##### Supplied text

Fact check: Reform UK’s NHS policy and Labour’s free breakfast clubs pledge
This roundup of claims has been compiled by Full Fact, the UK’s largest fact checking charity working to find, expose and counter the harms of bad information.
Is Labour right to claim Reform UK would ‘scrap the NHS’?
Ahead of this week’s local elections in England, the Labour party repeatedly claimed that Reform UK will make voters pay to use the NHS, or that it intends to “scrap the NHS” altogether. Labour also quoted specific prices that it suggested people would have to pay for healthcare under a Reform UK government, such as £129 for a GP visit or £10,958 to have an appendix removed.
We’ve seen these claims posted on the Labour party’s official social media channels, and by the health secretary, various MPs, local Labour groups and local government councillors.
The figures quoted by Labour, supposedly of the prices people might pay for healthcare under Reform UK, are Labour’s own. This is not made clear in many of the Labour posts that shared the figures.

Reform UK has said it is committed to keeping the NHS free at the point of delivery, as stated in its 2024 election manifesto. And in a social media post last month it said “Reform will never charge you to use the NHS”.
Labour, though, has pointed to various comments made by Reform UK leader Nigel Farage, including recently, in which he has suggested he is open to considering other funding models for the NHS. In March, for example, while again saying he believed the service should be free at the point of delivery, Mr Farage reportedly told the BBC: “Everyone knows we are not getting value, let’s re-examine the whole funding model and find a way that’s more efficient.”
And speaking on April 18, Mr Farage addressed Labour’s claims head on, saying: “On the NHS, they’re putting out literature saying ‘Vote Reform and they’ll charge you fifteen grand for a hip replacement’. We’ve never ever, ever suggested anything other than the NHS should be free.”
Currently, the vast majority of funding for the NHS in England comes from general taxation and National Insurance contributions. A small proportion – around 1% – of the Department of Health and Social Care’s budget comes from patient charges, such as for prescriptions and dental treatment.
Is the government on course to provide free breakfast clubs in every primary school?
At Prime Minister’s Questions on Wednesday April 30, Prime Minister Sir Keir Starmer said the government had opened the first 750 free breakfast clubs across the country, and that “there will be many more to come”.

##########

## Task requirements:
1 - According to the fact check, about what share of the Department of Health and Social Care's budget comes from patient charges?
2 - Please carry the fact check on from its last sentence.
These records come from a separate source.

##### Excerpted data

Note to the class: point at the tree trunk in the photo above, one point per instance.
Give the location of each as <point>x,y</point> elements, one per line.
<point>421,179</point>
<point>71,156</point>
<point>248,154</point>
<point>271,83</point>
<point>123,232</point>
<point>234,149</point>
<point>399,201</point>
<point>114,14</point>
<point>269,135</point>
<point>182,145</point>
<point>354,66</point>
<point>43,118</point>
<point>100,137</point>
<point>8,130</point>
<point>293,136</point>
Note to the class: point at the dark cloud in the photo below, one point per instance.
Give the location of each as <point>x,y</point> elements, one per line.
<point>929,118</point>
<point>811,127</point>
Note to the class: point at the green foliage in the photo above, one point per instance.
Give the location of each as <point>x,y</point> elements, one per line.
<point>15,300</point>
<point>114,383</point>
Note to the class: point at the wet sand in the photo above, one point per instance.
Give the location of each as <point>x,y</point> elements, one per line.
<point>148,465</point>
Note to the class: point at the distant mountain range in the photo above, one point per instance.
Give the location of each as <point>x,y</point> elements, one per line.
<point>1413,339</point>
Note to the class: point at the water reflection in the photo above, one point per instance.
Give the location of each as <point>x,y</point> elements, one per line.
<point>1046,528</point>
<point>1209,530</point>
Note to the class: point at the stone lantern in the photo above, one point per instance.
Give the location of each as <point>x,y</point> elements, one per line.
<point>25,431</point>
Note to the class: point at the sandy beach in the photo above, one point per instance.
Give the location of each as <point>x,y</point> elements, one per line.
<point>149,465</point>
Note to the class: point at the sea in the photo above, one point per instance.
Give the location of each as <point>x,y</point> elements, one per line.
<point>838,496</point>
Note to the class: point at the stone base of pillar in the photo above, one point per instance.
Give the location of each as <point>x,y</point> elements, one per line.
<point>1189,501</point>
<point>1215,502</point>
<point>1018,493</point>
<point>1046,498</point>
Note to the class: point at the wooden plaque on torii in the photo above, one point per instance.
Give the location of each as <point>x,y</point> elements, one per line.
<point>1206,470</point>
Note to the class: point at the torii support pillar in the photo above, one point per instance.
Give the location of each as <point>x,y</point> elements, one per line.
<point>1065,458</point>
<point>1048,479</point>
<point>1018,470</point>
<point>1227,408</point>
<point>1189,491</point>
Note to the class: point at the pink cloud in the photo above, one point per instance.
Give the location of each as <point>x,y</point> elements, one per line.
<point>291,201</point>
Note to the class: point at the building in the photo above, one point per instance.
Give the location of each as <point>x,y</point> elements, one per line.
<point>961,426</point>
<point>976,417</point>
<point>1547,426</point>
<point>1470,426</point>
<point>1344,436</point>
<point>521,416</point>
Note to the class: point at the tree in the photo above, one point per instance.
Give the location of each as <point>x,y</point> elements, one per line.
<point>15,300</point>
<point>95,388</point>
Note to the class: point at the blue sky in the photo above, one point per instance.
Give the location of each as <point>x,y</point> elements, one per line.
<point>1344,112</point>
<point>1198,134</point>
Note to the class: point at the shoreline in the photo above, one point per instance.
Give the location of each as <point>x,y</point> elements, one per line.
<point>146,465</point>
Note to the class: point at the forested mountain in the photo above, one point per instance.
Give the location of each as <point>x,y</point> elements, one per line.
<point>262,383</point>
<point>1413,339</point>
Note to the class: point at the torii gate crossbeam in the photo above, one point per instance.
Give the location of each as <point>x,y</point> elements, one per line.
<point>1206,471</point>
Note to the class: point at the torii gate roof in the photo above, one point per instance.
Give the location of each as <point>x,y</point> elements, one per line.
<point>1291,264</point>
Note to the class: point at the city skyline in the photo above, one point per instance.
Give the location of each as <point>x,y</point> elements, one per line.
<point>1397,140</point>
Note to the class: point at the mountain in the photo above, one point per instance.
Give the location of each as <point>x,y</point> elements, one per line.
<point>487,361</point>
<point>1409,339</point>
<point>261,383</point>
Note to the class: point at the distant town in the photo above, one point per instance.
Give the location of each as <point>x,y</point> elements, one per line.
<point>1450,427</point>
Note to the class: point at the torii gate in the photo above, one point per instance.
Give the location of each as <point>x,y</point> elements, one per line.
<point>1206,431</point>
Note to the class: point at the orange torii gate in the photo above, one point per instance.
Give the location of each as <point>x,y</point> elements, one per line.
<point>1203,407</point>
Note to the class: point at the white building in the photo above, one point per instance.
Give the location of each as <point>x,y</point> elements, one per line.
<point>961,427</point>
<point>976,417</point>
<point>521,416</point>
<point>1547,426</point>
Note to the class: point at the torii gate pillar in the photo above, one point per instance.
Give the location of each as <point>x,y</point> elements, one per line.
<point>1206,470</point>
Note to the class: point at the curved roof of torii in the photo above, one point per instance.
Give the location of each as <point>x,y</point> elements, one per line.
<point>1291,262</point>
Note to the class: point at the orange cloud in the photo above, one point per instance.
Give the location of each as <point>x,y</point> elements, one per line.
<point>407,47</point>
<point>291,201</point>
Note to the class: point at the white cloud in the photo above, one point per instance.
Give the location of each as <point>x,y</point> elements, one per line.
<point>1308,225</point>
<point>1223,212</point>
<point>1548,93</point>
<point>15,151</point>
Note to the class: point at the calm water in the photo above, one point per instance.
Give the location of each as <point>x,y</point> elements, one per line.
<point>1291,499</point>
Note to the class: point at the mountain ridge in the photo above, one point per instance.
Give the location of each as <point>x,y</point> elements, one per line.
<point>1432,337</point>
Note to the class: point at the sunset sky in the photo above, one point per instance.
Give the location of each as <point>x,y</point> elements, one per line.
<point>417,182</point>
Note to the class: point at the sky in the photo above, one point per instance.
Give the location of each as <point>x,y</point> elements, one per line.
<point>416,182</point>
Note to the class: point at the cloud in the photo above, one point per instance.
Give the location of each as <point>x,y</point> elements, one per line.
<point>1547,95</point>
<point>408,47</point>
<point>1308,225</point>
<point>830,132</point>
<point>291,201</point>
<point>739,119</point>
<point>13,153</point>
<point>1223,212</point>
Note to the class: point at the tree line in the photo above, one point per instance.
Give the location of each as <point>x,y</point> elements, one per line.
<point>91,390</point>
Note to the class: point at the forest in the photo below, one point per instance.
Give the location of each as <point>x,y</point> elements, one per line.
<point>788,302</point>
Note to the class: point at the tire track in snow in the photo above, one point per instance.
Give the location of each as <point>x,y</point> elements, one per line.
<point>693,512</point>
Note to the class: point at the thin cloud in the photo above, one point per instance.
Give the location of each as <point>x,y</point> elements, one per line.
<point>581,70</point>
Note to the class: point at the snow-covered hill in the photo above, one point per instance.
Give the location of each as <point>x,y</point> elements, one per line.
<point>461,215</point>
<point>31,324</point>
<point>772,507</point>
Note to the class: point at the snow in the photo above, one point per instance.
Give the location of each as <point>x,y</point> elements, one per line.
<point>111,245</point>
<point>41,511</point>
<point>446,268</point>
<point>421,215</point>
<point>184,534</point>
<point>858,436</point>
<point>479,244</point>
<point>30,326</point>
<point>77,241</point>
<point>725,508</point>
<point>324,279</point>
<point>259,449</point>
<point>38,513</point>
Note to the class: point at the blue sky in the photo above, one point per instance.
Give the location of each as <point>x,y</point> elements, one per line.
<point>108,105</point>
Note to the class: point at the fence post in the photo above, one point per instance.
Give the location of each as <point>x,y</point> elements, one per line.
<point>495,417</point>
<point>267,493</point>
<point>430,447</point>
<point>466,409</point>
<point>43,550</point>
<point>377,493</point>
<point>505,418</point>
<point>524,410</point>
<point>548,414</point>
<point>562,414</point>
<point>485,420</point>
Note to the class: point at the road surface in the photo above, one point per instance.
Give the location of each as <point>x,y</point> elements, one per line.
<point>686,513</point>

##########

## Responses to the tasks:
1 - Around 1%.

2 -
This refers to a commitment in Labour’s 2024 general election manifesto, which promised: “We will support families with children by introducing free breakfast clubs in every primary school.” It relates to primary schools in England, as education is devolved in Wales, Scotland and Northern Ireland, and will require schools to offer free breakfasts to pupils and 30 minutes of childcare before lessons begin.
It’s true that in April the government launched a pilot programme involving some 750 schools in England, as the Prime Minister said. But a timeframe for the rollout to all primary schools across England has not yet been confirmed.
Some teaching unions have raised concerns that the £30 million in funding for the pilot programme is not sufficient, while the Institute for Fiscal Studies estimated in June 2024 that £315 million, the cost of the entire scheme according to Labour’s manifesto, may not be enough to fund a full rollout, depending on pupil uptake and the model of breakfast club the government ultimately chooses.
Paul Whiteman, general secretary at school leaders’ union NAHT, told Full Fact: “While we welcome the intentions behind the programme, the initial feedback we are hearing from many school leaders participating in the pilot is that the funding just isn’t sufficient.
“At a time when school budgets are already stretched, most can ill-afford to subsidise this shortfall.”
But ministers have insisted that there will be enough funding to ensure every state-funded primary school gets a free breakfast club.
Full Fact is monitoring progress on this and other pledges on our Government Tracker.